* **Your task**
For every entry, reproduce the wording exactly and omit any image it holds.

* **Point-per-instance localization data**
══════════════════════════════
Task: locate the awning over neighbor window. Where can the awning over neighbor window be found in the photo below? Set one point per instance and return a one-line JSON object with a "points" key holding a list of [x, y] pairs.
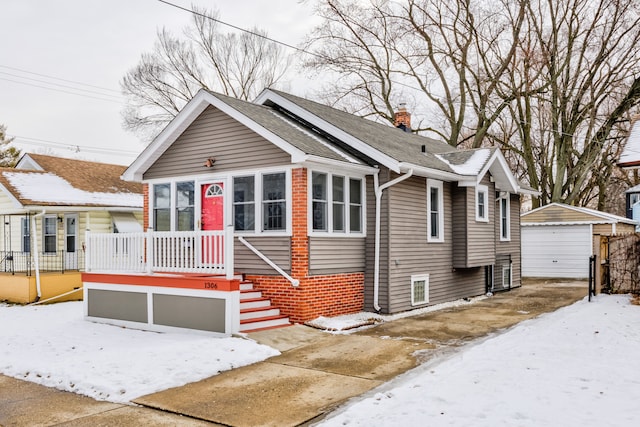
{"points": [[125, 222]]}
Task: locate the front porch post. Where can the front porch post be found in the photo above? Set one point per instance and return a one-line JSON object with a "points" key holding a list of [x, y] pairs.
{"points": [[228, 252]]}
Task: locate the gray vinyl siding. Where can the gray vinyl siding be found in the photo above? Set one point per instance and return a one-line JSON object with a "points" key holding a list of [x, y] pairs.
{"points": [[411, 254], [277, 249], [474, 244], [511, 247], [215, 134], [331, 255], [383, 294]]}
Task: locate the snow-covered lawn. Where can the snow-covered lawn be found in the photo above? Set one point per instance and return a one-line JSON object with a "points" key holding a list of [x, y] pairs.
{"points": [[53, 345], [579, 366]]}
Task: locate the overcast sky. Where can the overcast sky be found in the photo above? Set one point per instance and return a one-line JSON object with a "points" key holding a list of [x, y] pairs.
{"points": [[95, 42]]}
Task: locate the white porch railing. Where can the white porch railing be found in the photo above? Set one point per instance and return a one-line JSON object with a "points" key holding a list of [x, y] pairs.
{"points": [[161, 251]]}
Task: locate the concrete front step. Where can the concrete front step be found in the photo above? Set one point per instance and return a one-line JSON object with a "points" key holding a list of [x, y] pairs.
{"points": [[256, 313], [254, 303], [250, 294], [246, 286], [249, 325]]}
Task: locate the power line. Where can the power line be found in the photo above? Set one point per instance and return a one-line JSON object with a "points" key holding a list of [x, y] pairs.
{"points": [[60, 85], [58, 78], [63, 91], [239, 28]]}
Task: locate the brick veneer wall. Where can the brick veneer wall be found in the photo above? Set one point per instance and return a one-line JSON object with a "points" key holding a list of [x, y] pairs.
{"points": [[326, 295]]}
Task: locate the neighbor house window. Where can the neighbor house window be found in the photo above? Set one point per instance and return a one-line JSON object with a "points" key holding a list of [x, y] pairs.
{"points": [[185, 200], [162, 207], [274, 204], [244, 203], [482, 197], [355, 205], [50, 231], [336, 203], [419, 289], [25, 228], [505, 226], [435, 211]]}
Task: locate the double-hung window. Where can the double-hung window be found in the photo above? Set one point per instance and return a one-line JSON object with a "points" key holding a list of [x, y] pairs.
{"points": [[336, 203], [244, 203], [482, 205], [26, 234], [505, 226], [274, 204], [162, 207], [185, 200], [260, 199], [435, 211]]}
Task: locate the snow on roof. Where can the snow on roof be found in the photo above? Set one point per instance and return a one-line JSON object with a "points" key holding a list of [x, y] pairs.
{"points": [[631, 153], [470, 166], [48, 188]]}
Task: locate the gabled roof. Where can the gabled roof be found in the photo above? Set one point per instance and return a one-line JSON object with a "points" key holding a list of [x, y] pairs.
{"points": [[559, 213], [310, 131], [40, 180], [630, 156]]}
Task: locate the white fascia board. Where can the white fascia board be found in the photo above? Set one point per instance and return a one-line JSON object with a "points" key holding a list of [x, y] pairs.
{"points": [[504, 166], [344, 166], [185, 118], [359, 145], [78, 209], [16, 203]]}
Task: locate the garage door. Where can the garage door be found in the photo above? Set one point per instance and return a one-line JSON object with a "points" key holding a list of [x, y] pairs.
{"points": [[556, 251]]}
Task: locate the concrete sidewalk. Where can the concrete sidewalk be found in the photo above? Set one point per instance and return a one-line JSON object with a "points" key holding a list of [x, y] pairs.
{"points": [[315, 373]]}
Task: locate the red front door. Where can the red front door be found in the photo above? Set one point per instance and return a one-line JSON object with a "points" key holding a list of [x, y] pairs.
{"points": [[212, 219]]}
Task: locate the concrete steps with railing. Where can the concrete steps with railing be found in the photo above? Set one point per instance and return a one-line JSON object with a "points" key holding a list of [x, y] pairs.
{"points": [[256, 312]]}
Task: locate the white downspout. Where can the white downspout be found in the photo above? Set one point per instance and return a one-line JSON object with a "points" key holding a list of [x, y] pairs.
{"points": [[36, 256], [378, 189]]}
══════════════════════════════
* **Result below**
Task: locate the awning over neighbor window. Where can the awning over neighbor window be found in the photo below? Set one point per instance and return a one-line JSON object with a "points" key holding a list of [x, y] pairs.
{"points": [[125, 222]]}
Task: locate the front porch post. Where can the front porch post be found in the photo above? Set one point per instance and return a one-line JSON object with a "points" key holding a list of [x, y] pairs.
{"points": [[228, 252]]}
Task: locate the gray vinyl siding. Where can the gray vinyl siding be found in the photo above? Set one point per instance and return a one-line JSON object with a "points" key holding a list of [x, y] pairs.
{"points": [[411, 254], [277, 249], [474, 244], [511, 247], [215, 134], [331, 255], [383, 294]]}
Task: locate the snow-covered lawn. Where can the snow-covered lawn be found in the photo above? Set one point per instance and return a one-line JSON object with a "points" key holding a list of [x, y] pairs.
{"points": [[53, 345], [579, 366]]}
Task: locate the overcast sky. Where can the overcast sky be found in the photo above? Set one point per instance and return a one-line JSON object with a "points" key holding a list of [x, y] pairs.
{"points": [[95, 42]]}
Task: locate the white porch railing. Where can the white porch railing be found in the photo above? Set one point per instance and return a one-line JSON object with a "points" key holding a list of [x, y] pairs.
{"points": [[161, 251]]}
Task: locate the concrete front step. Where can the concrete front step be found in the photo above? Set one point per instance and return a one-line JSON object with a "points" key holding a list of [x, y] pairs.
{"points": [[256, 313], [254, 303], [250, 294], [246, 286], [249, 325]]}
Task: locate the power line. Where can the power line be found in the photo above? Set one point per instance and return a one-line JSON object with a "points" key holding a list of [x, y] pairs.
{"points": [[60, 85], [58, 78], [63, 91], [239, 28]]}
Task: locate the brick veneer wall. Where can the brick veneer wall be found in the photo above? Set one point per instance and return a one-line JSON object with a "points" key holding a list of [x, y] pairs.
{"points": [[326, 295]]}
Task: locate the neighbor house window. Where can the neighbor house window be found in the photo above? Set one point per instance and return a one-line JSON object with a "points" key holding a list of [x, y] pairs.
{"points": [[185, 200], [162, 207], [274, 204], [244, 203], [482, 197], [355, 205], [50, 231], [336, 203], [419, 289], [25, 228], [505, 226], [435, 211]]}
Task: locate the double-hung window. Where can the double-hung window be found in the photo above? Set one point per instance and return a one-line JSON object with a "points" key holding a list of [x, y] pairs.
{"points": [[336, 203], [244, 203], [482, 205], [26, 234], [505, 226], [274, 204], [162, 207], [185, 200], [260, 199], [435, 211]]}
Task: locate the snow on roof. Where can the snow on roof be found in the photo above? Set one point per instance and return a one-line JSON object with a "points" key holding a list of [x, y] pairs.
{"points": [[631, 153], [470, 166], [48, 188]]}
Task: locate the gabled roof. Where can the gabled roof be found in the photo above? Set one point per instance and return a one-line JSON object with a "points" key holding a list of [x, y] pairs.
{"points": [[559, 213], [310, 131], [40, 180], [630, 156]]}
Task: locate the white fascia board. Where can the white fascia board be found in the photo above? Set one point per instance and return a one-line JSON object with a "points" key holding a list of [x, y] pairs.
{"points": [[504, 166], [344, 166], [185, 118], [359, 145], [78, 209], [16, 203]]}
Task: locate the garage door. Where can the garage door be found in the photo above? Set one point per instance and return a one-line JSON object with a "points" key holding a list of [x, y] pairs.
{"points": [[556, 251]]}
Task: locate the concrete sidewalk. Where can the concrete sidewalk be found in the photo above? Set one point per instance and return a one-line JSON object with a "points" key holding a list of [x, y] pairs.
{"points": [[315, 373]]}
Task: locate the red front door. Where can the red front door be found in the photo above? Set one point per instance and return a one-line JSON object with a "points" key holding a list of [x, y] pairs.
{"points": [[212, 219]]}
Task: locate the concrete steps with railing. Where can the concrete steps with railing be found in the photo above? Set one point per instance and return a one-line JSON object with a "points" key holding a list of [x, y] pairs.
{"points": [[256, 312]]}
Task: locate the white downspout. Where can the white downspout be found in the photo above? Set one point per instance and return a one-line JSON object with a "points" key holding a list of [x, y] pairs.
{"points": [[36, 256], [378, 189]]}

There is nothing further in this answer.